## Aim of the task
Type out the complete listing below word for word, without its pictures.

## Recorded data
****
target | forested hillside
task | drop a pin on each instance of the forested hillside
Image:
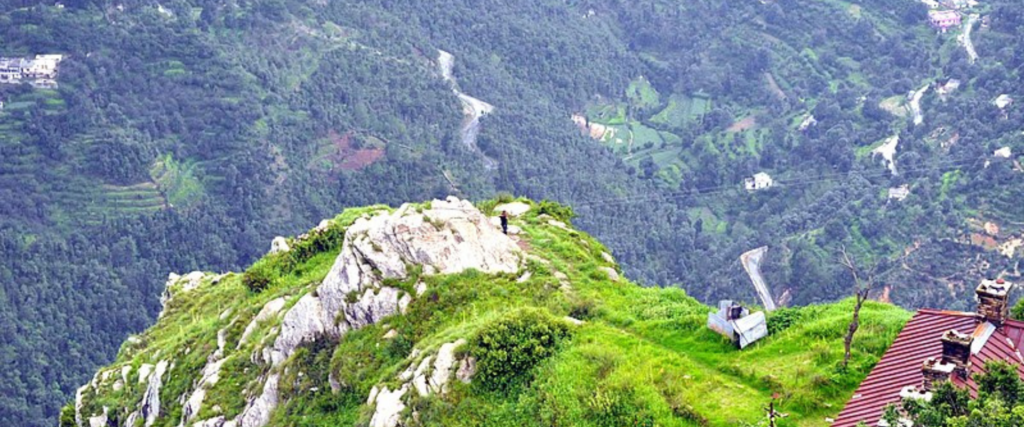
(185, 134)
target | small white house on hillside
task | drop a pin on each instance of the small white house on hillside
(759, 181)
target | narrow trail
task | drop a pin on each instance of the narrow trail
(752, 263)
(472, 109)
(966, 37)
(919, 117)
(888, 152)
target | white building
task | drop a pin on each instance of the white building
(899, 194)
(44, 67)
(1003, 101)
(760, 181)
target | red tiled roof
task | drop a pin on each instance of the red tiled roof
(921, 339)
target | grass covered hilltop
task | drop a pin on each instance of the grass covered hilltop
(429, 315)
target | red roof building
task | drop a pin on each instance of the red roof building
(935, 346)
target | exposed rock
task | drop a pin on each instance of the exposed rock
(443, 366)
(258, 412)
(451, 238)
(421, 288)
(389, 408)
(420, 377)
(125, 371)
(213, 422)
(99, 420)
(279, 245)
(269, 310)
(612, 274)
(211, 374)
(143, 373)
(151, 400)
(403, 303)
(514, 208)
(176, 284)
(467, 369)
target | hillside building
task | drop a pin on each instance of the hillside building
(759, 181)
(938, 346)
(899, 194)
(1003, 101)
(737, 324)
(944, 19)
(41, 71)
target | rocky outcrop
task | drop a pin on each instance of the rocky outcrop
(151, 400)
(513, 208)
(430, 376)
(450, 237)
(269, 310)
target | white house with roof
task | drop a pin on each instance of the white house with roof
(899, 194)
(759, 181)
(1003, 101)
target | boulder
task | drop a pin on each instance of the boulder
(443, 366)
(389, 408)
(612, 274)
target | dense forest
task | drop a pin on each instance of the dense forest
(185, 134)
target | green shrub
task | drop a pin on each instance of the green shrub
(258, 278)
(68, 416)
(556, 210)
(508, 348)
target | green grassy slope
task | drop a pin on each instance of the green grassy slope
(642, 355)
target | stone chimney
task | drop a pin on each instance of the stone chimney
(956, 351)
(993, 300)
(936, 372)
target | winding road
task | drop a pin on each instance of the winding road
(472, 109)
(966, 37)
****
## Finished answer
target | forested hillside
task | drop a pin on each instance of the forested hillside
Image:
(185, 134)
target | small white house on hillside
task | drop a pin on each instance of the small white house on hillside
(759, 181)
target | narrow trail
task | drop a pin on each instance of the narrow trail
(752, 263)
(472, 109)
(966, 37)
(919, 117)
(888, 152)
target | white building
task | drop a pin on each instance of the white building
(899, 194)
(44, 67)
(1003, 101)
(760, 181)
target | red tiled roof
task | drop a pin on each instance of the red tiled roof
(921, 339)
target | grass covered hilltop
task | drop a pin on each instance of the grass covered hilltop
(429, 315)
target | red roof building
task | drop a pin on each instance of the red roof building
(935, 346)
target | exposed rock
task | drop a pin on each instance of the exposed rock
(443, 366)
(258, 412)
(451, 238)
(421, 288)
(389, 408)
(420, 377)
(125, 371)
(213, 422)
(99, 420)
(279, 245)
(269, 310)
(612, 274)
(211, 374)
(143, 373)
(151, 400)
(403, 303)
(514, 208)
(176, 284)
(467, 369)
target | hillside building
task | drop a pin on each instance of the hillside building
(759, 181)
(938, 346)
(899, 194)
(1003, 101)
(737, 324)
(944, 19)
(41, 71)
target | rocky outcrop
task | drop a pin on each instance of the rocky outcrop
(151, 400)
(513, 208)
(430, 376)
(450, 237)
(269, 310)
target | white house with roof
task | drop a pin on each instance of the white house with roof
(899, 194)
(759, 181)
(1003, 101)
target | boulder
task | drop a pin on each instance of the boulder
(443, 366)
(389, 408)
(612, 274)
target | dense forest
task | drop a pin on each instance of the dense forest
(185, 134)
target | green shrub
task | drop a pin on each instance of the green shrub
(258, 278)
(68, 416)
(556, 210)
(508, 348)
target | green grassy slope
task | drop a pin on each instance of the green grassy slope
(642, 355)
target | stone chimney
task | drop a pin on each instance of the stone chimney
(956, 351)
(993, 300)
(936, 372)
target | winding road
task | drop a pin on each instance of the winding road
(472, 109)
(966, 37)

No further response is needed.